Teks Bacaan ▸

+ + + + +

Polemik Keberadaan Burung Kuntul, Antara Polusi dan Potensi

05 Maret 2019 21:02

Beberapa tahun belakangan, keberadaan burung kuntul di Kota Batusangkar menjadi polemik. Banyaknya populasi burung menyebabkan terganggunya masyarakat dengan kotoran dan bau. Di sisi lain, burung kuntul tidak boleh diganggu karena berada dalam kawasan Cagar Alam Baringin Sakti. 

Burung Kuntul juga menyimpan potensi besar yang bisa menjadi keunggulan Tanah Datar. Untuk mengatasi hal ini, keberadaan Burung Kuntul menjadi pembahasan Diskusi Pagi di Pasar Van Der Capellen, Minggu (3/3) kemarin. Dipandu oleh Direktur Walhi Sumbar Uslaini, diskusi menghadirkan pembicara akademisi Universitas Andalas, Wilson Novarino, Camat Lima Kaum Afrizal, Kepala Perwakilan Kabarsumbar.com, Aldoris, dan Direktur PBHI Sumbar Wengki Purwanto.

Camat Lima Kaum yang akrab dipanggil Ayah memaparkan, aroma kotoran burung bangau menganggu kenyamanan dari aroma dan kotoran yang jatuh. Dikhawatirkan akan membawa virus flu burung karena tidak bisa dikontrol jumlah populasi dan keberadaannya. Kotoran burung bangau mengotori lingkungan dan mobil yg parkir dibawah pohon.

“Jadi malu kita sama pengunjung kota yang tidak tahu di atas beringin ada burung bangau,” ujar pria murah senyum ini.

Di sisi lain, menurutnya masyarakat seputaran Batusangkar khususnya di Kecamatan Sungai Tarab dan Sungayang tidak bisa lagi melakukan minapadi dengan melepas bibit ikan ke sawah. Sebab petani khawatir ikannya dimakan oleh bangau.

Sedangkan Aldoris, perwakilan kabarsumbar.com di Tanah Datar yang tinggal di kawasan pohon Baringin itu menceritakan, dia dan keluarganya tinggal di sekitar habitat burung bangau, dan merasa sangat terganggu dengan keberadaan burung kuntul tersebut.

+ + + + +

Kumpulan Data ▸
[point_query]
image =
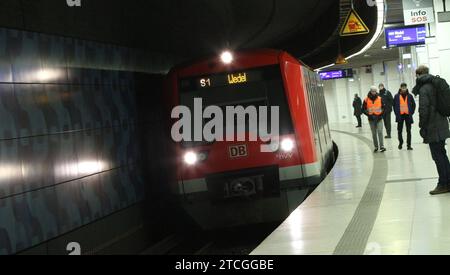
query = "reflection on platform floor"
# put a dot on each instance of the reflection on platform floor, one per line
(370, 203)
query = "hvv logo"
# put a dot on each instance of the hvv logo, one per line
(73, 3)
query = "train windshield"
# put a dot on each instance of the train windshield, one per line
(254, 87)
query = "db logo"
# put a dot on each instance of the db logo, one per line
(237, 151)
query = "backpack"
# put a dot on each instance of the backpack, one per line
(442, 95)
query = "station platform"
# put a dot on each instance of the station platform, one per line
(369, 203)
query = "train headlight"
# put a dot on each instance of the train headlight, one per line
(226, 57)
(190, 158)
(287, 145)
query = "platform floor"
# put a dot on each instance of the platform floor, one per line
(369, 203)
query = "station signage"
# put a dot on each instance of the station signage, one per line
(418, 12)
(405, 36)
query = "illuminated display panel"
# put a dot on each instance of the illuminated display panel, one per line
(405, 36)
(336, 74)
(224, 79)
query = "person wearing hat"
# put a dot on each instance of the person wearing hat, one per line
(404, 108)
(373, 108)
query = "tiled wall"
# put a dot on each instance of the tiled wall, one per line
(69, 153)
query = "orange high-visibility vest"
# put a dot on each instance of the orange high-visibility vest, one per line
(404, 110)
(374, 108)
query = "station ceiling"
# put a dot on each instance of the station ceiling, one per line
(189, 29)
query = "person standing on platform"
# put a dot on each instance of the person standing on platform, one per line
(388, 102)
(404, 108)
(357, 107)
(434, 128)
(373, 108)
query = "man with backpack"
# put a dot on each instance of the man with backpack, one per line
(433, 123)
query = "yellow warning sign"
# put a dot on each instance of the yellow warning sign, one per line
(354, 25)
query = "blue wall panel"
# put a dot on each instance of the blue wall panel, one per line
(69, 150)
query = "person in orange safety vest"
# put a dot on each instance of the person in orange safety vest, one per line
(404, 108)
(373, 108)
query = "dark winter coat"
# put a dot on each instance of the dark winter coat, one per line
(366, 112)
(411, 106)
(388, 100)
(433, 126)
(357, 106)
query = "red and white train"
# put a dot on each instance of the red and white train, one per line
(224, 183)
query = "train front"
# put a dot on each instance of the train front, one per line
(225, 176)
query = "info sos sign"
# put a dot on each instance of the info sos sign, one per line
(418, 11)
(414, 17)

+ + + + +

Soal Latihan ▸
- 1) Tuliskan ulang teks tentang burung kuntul, seluruhnya dari "Burung Kuntul juga" hingga "Sumbar Wengki Purwanto.", dengan "Diskusi Pagi" diganti menjadi "Diskusi Sore".
- 2) Bagaimana kelanjutan teks tentang burung kuntul di Batusangkar setelah kalimat terakhirnya? Lanjutkan teks tersebut.

Kunci Jawaban ▸
- 1)
Burung Kuntul juga menyimpan potensi besar yang bisa menjadi keunggulan Tanah Datar. Untuk mengatasi hal ini, keberadaan Burung Kuntul menjadi pembahasan Diskusi Sore di Pasar Van Der Capellen, Minggu (3/3) kemarin. Dipandu oleh Direktur Walhi Sumbar Uslaini, diskusi menghadirkan pembicara akademisi Universitas Andalas, Wilson Novarino, Camat Lima Kaum Afrizal, Kepala Perwakilan Kabarsumbar.com, Aldoris, dan Direktur PBHI Sumbar Wengki Purwanto.

- 2)
“Tahun 2014 anak saya terkena ISPA (Infeksi Saluran Pernafasan Akut) hingga meninggal dunia. Saya menduga polusi yang disebabkan bangau ini salah satu pemicunya. Kalau memang burung kuntul ini tidak boleh diganggu, pihak terkait harusnya mencarikan solusi bagaimana burung ini bisa tetap terlindungi, namun juga tidak mengganggu masyarakat,” ujarnya.

Akademisi Unand, Wilson Novarino menceritakan, tahun 1993 saat dia melaksanakan Kuliah Kerja Nyata (KKN) di Tanah Datar, setiap Minggu dirinya berkumpul bersama teman-teman di kawasan Cagar Alam Baringin Sakti. 

“Belum ada ada burung kuntul di sana. Tahun 2008 saat saya kembali lagi setelah pulang sekolah diluar sudah ada burung kuntul di sana,” ujar doktor di bidang Biologi itu.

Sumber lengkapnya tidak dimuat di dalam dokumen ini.